Reproduce verbatim the lines from the one containing "Tag the yellow building" through the final line, including both.

* BEGIN SOURCE DATA *

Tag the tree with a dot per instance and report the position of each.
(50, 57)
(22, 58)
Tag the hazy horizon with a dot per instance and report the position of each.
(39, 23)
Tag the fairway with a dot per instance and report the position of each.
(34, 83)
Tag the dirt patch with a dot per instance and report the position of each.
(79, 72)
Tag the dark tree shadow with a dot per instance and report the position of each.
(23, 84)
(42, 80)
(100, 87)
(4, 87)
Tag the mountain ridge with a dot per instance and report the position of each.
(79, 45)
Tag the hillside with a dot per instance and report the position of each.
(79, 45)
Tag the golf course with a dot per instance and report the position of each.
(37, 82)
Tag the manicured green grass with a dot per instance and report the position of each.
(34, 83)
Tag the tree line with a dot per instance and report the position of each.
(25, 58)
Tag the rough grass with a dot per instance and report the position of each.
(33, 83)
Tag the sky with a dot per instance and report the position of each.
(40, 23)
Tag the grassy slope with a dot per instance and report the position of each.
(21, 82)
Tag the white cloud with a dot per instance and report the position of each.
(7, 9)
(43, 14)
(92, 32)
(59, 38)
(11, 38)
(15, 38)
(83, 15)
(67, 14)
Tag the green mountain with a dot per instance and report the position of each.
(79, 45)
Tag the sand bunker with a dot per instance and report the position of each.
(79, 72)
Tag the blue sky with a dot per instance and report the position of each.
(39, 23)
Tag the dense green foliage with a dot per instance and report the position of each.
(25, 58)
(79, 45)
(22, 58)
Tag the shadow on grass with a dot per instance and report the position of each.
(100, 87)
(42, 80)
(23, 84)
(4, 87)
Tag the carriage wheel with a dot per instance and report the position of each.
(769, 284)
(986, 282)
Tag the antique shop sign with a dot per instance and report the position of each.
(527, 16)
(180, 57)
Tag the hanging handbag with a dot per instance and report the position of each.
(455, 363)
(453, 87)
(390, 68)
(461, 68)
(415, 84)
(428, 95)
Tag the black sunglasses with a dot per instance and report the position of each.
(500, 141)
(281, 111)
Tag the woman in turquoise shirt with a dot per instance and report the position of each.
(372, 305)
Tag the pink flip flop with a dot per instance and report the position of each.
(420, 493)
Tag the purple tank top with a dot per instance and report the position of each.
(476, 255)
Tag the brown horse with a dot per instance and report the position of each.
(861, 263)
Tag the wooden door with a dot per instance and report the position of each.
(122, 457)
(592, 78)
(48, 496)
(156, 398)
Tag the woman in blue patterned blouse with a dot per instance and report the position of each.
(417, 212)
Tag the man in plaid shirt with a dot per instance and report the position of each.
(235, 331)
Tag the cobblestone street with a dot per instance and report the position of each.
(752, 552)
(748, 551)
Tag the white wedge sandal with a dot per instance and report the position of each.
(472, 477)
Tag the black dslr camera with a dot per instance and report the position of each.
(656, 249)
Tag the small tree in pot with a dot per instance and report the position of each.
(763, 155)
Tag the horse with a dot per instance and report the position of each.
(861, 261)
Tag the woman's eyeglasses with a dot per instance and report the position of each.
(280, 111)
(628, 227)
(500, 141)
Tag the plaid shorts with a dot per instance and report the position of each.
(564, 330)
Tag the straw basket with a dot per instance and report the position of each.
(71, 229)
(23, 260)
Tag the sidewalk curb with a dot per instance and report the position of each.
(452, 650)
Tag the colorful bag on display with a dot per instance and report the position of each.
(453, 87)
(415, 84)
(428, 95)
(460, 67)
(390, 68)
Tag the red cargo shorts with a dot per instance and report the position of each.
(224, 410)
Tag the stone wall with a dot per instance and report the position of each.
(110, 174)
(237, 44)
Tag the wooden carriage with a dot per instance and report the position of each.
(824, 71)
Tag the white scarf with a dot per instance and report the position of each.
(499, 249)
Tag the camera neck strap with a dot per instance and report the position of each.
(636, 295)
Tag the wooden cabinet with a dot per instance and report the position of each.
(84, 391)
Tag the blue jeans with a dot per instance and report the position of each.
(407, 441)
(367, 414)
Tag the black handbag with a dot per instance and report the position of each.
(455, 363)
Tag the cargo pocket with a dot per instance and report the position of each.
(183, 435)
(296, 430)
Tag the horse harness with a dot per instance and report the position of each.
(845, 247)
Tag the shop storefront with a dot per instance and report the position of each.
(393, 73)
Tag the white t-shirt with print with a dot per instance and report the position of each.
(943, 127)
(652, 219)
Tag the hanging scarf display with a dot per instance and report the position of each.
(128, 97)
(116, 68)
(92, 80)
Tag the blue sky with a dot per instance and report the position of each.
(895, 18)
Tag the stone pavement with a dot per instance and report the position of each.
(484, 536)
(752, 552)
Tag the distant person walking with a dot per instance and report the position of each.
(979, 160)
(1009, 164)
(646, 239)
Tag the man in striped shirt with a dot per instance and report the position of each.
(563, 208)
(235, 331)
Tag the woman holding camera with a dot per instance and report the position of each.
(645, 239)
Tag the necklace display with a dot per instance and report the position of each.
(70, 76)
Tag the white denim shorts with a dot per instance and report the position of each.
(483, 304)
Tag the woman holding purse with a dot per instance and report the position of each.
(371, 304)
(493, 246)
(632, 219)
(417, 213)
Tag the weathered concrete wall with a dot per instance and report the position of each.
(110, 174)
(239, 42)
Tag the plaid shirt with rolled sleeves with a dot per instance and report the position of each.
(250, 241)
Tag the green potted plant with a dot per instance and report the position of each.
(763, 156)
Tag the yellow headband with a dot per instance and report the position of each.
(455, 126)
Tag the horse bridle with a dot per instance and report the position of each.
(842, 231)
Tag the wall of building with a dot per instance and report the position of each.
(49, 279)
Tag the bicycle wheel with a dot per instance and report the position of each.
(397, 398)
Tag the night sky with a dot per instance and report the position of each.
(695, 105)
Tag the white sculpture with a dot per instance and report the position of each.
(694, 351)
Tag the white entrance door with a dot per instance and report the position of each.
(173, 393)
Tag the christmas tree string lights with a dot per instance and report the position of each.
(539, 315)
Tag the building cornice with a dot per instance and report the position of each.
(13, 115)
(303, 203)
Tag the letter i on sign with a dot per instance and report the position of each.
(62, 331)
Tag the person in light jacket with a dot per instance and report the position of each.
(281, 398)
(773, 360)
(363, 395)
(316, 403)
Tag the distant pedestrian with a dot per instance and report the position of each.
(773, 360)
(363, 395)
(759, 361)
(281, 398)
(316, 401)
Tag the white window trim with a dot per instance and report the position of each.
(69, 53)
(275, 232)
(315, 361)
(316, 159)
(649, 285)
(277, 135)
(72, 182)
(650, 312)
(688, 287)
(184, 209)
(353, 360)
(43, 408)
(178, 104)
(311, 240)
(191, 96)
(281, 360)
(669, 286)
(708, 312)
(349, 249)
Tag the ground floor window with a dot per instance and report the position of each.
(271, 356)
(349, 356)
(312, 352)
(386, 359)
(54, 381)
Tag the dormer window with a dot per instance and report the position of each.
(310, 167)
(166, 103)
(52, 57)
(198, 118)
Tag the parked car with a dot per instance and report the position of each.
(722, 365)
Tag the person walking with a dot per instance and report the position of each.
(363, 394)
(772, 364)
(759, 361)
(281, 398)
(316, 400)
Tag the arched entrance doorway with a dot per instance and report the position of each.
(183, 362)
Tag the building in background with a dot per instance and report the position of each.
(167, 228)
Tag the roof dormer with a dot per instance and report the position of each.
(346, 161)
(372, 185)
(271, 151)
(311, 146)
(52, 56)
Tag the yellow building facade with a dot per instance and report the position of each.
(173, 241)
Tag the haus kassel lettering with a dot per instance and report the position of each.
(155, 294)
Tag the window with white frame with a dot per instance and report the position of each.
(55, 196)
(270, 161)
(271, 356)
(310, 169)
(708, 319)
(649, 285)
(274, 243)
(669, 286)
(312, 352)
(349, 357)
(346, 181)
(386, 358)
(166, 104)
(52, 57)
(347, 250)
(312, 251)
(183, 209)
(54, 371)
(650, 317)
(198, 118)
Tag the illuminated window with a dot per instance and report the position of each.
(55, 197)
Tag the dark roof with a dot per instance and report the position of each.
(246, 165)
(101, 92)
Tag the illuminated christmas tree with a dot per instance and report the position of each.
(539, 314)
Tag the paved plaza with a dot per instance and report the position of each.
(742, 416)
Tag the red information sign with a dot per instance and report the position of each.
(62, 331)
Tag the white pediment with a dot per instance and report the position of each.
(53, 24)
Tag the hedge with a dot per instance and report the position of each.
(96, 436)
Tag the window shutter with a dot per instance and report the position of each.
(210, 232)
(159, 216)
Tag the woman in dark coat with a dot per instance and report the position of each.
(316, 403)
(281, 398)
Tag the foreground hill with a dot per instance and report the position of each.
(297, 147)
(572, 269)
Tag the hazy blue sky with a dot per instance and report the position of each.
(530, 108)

* END SOURCE DATA *

▶ _FULL SOLUTION_
Tag the yellow building facade with a dot per instance and report the position of each.
(173, 241)
Tag the haus kassel lettering with a dot per instance and report the position of each.
(155, 294)
Tag the window with white frame with a dot per instance and report the position of each.
(55, 196)
(270, 161)
(271, 356)
(310, 169)
(708, 319)
(649, 285)
(274, 243)
(669, 286)
(312, 352)
(349, 357)
(346, 181)
(386, 358)
(166, 104)
(52, 57)
(347, 250)
(312, 251)
(183, 209)
(54, 371)
(650, 317)
(198, 118)
Tag the illuminated window with a dot per instance and report the position of each.
(55, 197)
Tag the dark roof with a dot per instance and report the position of each.
(246, 165)
(101, 92)
Tag the illuminated christmas tree with a dot per instance and report the position of each.
(539, 314)
Tag the paved plaza with a dot per instance and report the position of each.
(742, 416)
Tag the red information sign with a dot per instance and report the position of each.
(62, 331)
Tag the white pediment with a dot per instance and report the position of each.
(53, 24)
Tag the hedge with a dot per instance and report the position of each.
(96, 436)
Tag the window shutter with a dot per instance and report the position of each.
(210, 232)
(159, 216)
Tag the woman in dark coat with a dot per instance and report the position of each.
(316, 403)
(281, 398)
Tag the foreground hill with a dot per instance and report the position of each.
(297, 147)
(572, 269)
Tag the hazy blue sky with a dot per instance and report the position of each.
(530, 108)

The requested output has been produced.